### Set exercise
Could you write out the records below exactly as they appear?

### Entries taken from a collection

——

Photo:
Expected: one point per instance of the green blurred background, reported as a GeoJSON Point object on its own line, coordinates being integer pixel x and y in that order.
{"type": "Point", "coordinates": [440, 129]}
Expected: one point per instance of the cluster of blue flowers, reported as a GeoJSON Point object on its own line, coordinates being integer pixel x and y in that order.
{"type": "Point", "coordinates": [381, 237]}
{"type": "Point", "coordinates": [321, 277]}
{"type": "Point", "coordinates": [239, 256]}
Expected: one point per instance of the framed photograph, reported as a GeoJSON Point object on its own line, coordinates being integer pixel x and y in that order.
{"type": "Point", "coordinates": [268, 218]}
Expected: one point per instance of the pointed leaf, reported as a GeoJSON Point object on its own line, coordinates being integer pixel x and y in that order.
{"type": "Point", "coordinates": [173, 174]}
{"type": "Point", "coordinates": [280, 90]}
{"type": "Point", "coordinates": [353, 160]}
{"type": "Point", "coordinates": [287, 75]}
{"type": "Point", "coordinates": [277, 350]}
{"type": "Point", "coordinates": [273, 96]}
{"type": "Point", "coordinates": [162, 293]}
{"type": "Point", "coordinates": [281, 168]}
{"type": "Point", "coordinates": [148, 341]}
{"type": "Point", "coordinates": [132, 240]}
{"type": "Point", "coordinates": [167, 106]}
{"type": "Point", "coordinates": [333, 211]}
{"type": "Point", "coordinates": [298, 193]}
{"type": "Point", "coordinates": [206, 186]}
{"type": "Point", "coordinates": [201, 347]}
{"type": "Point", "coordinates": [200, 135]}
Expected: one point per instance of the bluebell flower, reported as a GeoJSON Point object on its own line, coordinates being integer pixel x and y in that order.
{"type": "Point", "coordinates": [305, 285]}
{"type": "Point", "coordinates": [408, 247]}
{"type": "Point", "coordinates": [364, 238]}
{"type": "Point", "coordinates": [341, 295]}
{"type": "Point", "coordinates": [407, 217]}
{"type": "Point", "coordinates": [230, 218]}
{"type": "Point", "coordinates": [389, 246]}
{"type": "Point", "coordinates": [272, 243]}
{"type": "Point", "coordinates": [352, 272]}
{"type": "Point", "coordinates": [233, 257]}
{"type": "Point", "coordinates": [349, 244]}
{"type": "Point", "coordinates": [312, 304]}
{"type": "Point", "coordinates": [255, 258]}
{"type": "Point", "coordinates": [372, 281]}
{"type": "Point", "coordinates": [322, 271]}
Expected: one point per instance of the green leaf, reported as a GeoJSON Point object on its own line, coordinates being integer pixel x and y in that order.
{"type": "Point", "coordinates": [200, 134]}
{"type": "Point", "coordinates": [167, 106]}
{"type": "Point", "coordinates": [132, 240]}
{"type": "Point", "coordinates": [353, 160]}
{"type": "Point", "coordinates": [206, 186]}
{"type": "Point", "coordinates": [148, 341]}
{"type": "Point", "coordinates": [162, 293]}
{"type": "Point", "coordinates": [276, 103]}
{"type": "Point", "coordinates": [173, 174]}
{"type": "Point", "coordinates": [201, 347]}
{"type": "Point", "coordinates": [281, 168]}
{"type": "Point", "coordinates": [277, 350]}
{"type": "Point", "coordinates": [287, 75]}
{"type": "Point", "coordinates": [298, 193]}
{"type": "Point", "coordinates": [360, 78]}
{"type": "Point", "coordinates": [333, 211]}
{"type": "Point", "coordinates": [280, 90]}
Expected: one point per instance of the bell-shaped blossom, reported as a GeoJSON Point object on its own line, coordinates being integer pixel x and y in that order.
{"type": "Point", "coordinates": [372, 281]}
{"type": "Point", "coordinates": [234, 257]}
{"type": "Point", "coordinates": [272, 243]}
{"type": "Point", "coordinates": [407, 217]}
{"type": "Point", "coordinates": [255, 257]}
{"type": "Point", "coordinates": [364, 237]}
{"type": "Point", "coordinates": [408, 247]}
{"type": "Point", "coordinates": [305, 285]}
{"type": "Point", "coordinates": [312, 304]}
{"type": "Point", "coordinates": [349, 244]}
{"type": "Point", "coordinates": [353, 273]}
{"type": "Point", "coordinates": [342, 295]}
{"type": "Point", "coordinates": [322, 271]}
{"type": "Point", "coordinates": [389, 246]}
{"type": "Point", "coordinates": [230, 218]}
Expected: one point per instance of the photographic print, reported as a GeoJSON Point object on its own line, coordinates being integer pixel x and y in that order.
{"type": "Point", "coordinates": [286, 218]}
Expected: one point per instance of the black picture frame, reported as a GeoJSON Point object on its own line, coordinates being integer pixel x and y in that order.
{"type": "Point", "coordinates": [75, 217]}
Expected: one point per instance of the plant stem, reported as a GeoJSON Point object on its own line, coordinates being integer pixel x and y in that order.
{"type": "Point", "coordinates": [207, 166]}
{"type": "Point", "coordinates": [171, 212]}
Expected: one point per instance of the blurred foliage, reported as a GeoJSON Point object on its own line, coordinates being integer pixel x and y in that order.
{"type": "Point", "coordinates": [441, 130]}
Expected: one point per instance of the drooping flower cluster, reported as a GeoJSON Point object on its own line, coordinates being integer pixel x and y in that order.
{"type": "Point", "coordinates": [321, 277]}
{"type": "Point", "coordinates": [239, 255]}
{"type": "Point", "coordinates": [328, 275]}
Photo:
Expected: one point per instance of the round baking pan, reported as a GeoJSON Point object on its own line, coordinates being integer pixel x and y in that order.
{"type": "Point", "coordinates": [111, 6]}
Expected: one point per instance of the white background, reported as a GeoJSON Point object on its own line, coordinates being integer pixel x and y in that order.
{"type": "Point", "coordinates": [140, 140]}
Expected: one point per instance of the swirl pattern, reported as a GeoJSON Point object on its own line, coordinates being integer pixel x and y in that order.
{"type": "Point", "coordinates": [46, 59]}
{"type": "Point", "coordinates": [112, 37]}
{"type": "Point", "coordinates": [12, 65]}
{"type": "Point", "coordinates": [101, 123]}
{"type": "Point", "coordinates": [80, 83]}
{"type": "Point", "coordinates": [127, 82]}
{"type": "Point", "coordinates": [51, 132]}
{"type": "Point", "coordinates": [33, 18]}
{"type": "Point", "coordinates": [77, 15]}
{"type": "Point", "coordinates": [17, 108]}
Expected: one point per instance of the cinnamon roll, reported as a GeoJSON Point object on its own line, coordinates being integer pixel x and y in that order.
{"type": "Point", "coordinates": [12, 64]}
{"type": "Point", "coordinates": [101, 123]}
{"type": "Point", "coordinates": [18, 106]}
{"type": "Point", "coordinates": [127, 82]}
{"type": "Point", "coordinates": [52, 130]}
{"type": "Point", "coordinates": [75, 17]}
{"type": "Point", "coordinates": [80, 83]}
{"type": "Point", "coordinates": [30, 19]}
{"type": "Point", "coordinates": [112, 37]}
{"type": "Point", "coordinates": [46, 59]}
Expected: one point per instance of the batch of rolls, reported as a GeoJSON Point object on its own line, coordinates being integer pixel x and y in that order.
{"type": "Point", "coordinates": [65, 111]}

——

### The solution
Photo:
Expected: one point per instance of the green blurred background, reported as a GeoJSON Point object on its own line, coordinates being integer pixel x and y in that order.
{"type": "Point", "coordinates": [440, 129]}
Expected: one point per instance of the cluster of blue flowers, reported as a GeoJSON Point object on its own line, coordinates being integer pixel x and y in that order.
{"type": "Point", "coordinates": [381, 237]}
{"type": "Point", "coordinates": [321, 277]}
{"type": "Point", "coordinates": [239, 256]}
Expected: one point per instance of the framed photograph, reported as a GeoJSON Point object on its own line, coordinates being integer pixel x and y in that order.
{"type": "Point", "coordinates": [268, 218]}
Expected: one point per instance of the pointed leaf, reported as a GeoJSON Point object on its own line, coordinates being integer pixel x and y in that order.
{"type": "Point", "coordinates": [173, 174]}
{"type": "Point", "coordinates": [280, 90]}
{"type": "Point", "coordinates": [353, 160]}
{"type": "Point", "coordinates": [287, 75]}
{"type": "Point", "coordinates": [277, 350]}
{"type": "Point", "coordinates": [273, 96]}
{"type": "Point", "coordinates": [162, 293]}
{"type": "Point", "coordinates": [281, 168]}
{"type": "Point", "coordinates": [148, 341]}
{"type": "Point", "coordinates": [132, 240]}
{"type": "Point", "coordinates": [167, 106]}
{"type": "Point", "coordinates": [333, 211]}
{"type": "Point", "coordinates": [298, 193]}
{"type": "Point", "coordinates": [206, 186]}
{"type": "Point", "coordinates": [201, 347]}
{"type": "Point", "coordinates": [200, 135]}
Expected: one point per instance of the bluebell flower, reported as a GeoJSON Point object on its own line, coordinates being integer pixel x and y in that order.
{"type": "Point", "coordinates": [305, 285]}
{"type": "Point", "coordinates": [408, 247]}
{"type": "Point", "coordinates": [364, 238]}
{"type": "Point", "coordinates": [341, 295]}
{"type": "Point", "coordinates": [407, 217]}
{"type": "Point", "coordinates": [230, 218]}
{"type": "Point", "coordinates": [389, 246]}
{"type": "Point", "coordinates": [272, 243]}
{"type": "Point", "coordinates": [352, 272]}
{"type": "Point", "coordinates": [233, 257]}
{"type": "Point", "coordinates": [349, 244]}
{"type": "Point", "coordinates": [312, 304]}
{"type": "Point", "coordinates": [255, 258]}
{"type": "Point", "coordinates": [372, 281]}
{"type": "Point", "coordinates": [322, 271]}
Expected: one point per instance of the green leaf, reported as a GeoJSON Point object on its own line, coordinates being integer pixel x and y in that order.
{"type": "Point", "coordinates": [200, 134]}
{"type": "Point", "coordinates": [167, 106]}
{"type": "Point", "coordinates": [132, 240]}
{"type": "Point", "coordinates": [353, 160]}
{"type": "Point", "coordinates": [206, 186]}
{"type": "Point", "coordinates": [148, 341]}
{"type": "Point", "coordinates": [162, 293]}
{"type": "Point", "coordinates": [276, 103]}
{"type": "Point", "coordinates": [173, 174]}
{"type": "Point", "coordinates": [201, 347]}
{"type": "Point", "coordinates": [281, 168]}
{"type": "Point", "coordinates": [277, 350]}
{"type": "Point", "coordinates": [287, 75]}
{"type": "Point", "coordinates": [298, 193]}
{"type": "Point", "coordinates": [360, 78]}
{"type": "Point", "coordinates": [333, 211]}
{"type": "Point", "coordinates": [280, 90]}
Expected: one point per instance of the bell-shaped blossom, reported as a GeoJSON Point object on its own line, coordinates being integer pixel x and y in that order.
{"type": "Point", "coordinates": [372, 281]}
{"type": "Point", "coordinates": [234, 257]}
{"type": "Point", "coordinates": [272, 243]}
{"type": "Point", "coordinates": [407, 217]}
{"type": "Point", "coordinates": [255, 257]}
{"type": "Point", "coordinates": [364, 237]}
{"type": "Point", "coordinates": [408, 247]}
{"type": "Point", "coordinates": [305, 285]}
{"type": "Point", "coordinates": [312, 304]}
{"type": "Point", "coordinates": [349, 244]}
{"type": "Point", "coordinates": [353, 273]}
{"type": "Point", "coordinates": [342, 295]}
{"type": "Point", "coordinates": [322, 271]}
{"type": "Point", "coordinates": [389, 246]}
{"type": "Point", "coordinates": [230, 218]}
Expected: one point per instance of the photographic print, reported as a GeoJSON Point object on its own line, coordinates being integer pixel x and y in that order.
{"type": "Point", "coordinates": [286, 218]}
Expected: one point per instance of the black picture frame, reported as a GeoJSON Point object on its own line, coordinates being integer pixel x and y in that order.
{"type": "Point", "coordinates": [75, 217]}
Expected: one point per instance of the plant stem, reported as a GeoJSON Point object on its own line, coordinates being integer pixel x and y in that order.
{"type": "Point", "coordinates": [207, 166]}
{"type": "Point", "coordinates": [171, 212]}
Expected: one point per instance of the blurred foliage, reported as a GeoJSON Point object on its own line, coordinates being integer pixel x and y in that order.
{"type": "Point", "coordinates": [441, 130]}
Expected: one point per instance of the drooping flower cluster, reported as a GeoJSON Point object on its own line, coordinates being integer pixel x and y in that order.
{"type": "Point", "coordinates": [321, 277]}
{"type": "Point", "coordinates": [239, 255]}
{"type": "Point", "coordinates": [328, 275]}
Photo:
Expected: one point per instance of the round baking pan, reported as a GeoJSON Point object on its own line, coordinates being integer pixel x and y in that order.
{"type": "Point", "coordinates": [111, 6]}
Expected: one point per instance of the white background, reported as a GeoJSON Point object on its own line, coordinates being integer pixel x and y in that order.
{"type": "Point", "coordinates": [140, 140]}
Expected: one point per instance of the swirl pattern, reported as a GeoJSON Point object on its own line, coordinates being integer pixel x and y in that order.
{"type": "Point", "coordinates": [46, 59]}
{"type": "Point", "coordinates": [112, 37]}
{"type": "Point", "coordinates": [12, 65]}
{"type": "Point", "coordinates": [101, 123]}
{"type": "Point", "coordinates": [80, 83]}
{"type": "Point", "coordinates": [127, 82]}
{"type": "Point", "coordinates": [51, 132]}
{"type": "Point", "coordinates": [33, 18]}
{"type": "Point", "coordinates": [77, 15]}
{"type": "Point", "coordinates": [17, 108]}
Expected: one point per instance of the cinnamon roll, reported as a GeoJSON Point object on its own line, coordinates being integer pixel x and y in that order.
{"type": "Point", "coordinates": [12, 64]}
{"type": "Point", "coordinates": [101, 123]}
{"type": "Point", "coordinates": [18, 106]}
{"type": "Point", "coordinates": [127, 82]}
{"type": "Point", "coordinates": [52, 130]}
{"type": "Point", "coordinates": [75, 17]}
{"type": "Point", "coordinates": [80, 83]}
{"type": "Point", "coordinates": [30, 19]}
{"type": "Point", "coordinates": [112, 37]}
{"type": "Point", "coordinates": [46, 59]}
Expected: one point per instance of the batch of rolls, reported as a GeoJSON Point object on its own line, coordinates being integer pixel x and y in that order.
{"type": "Point", "coordinates": [65, 111]}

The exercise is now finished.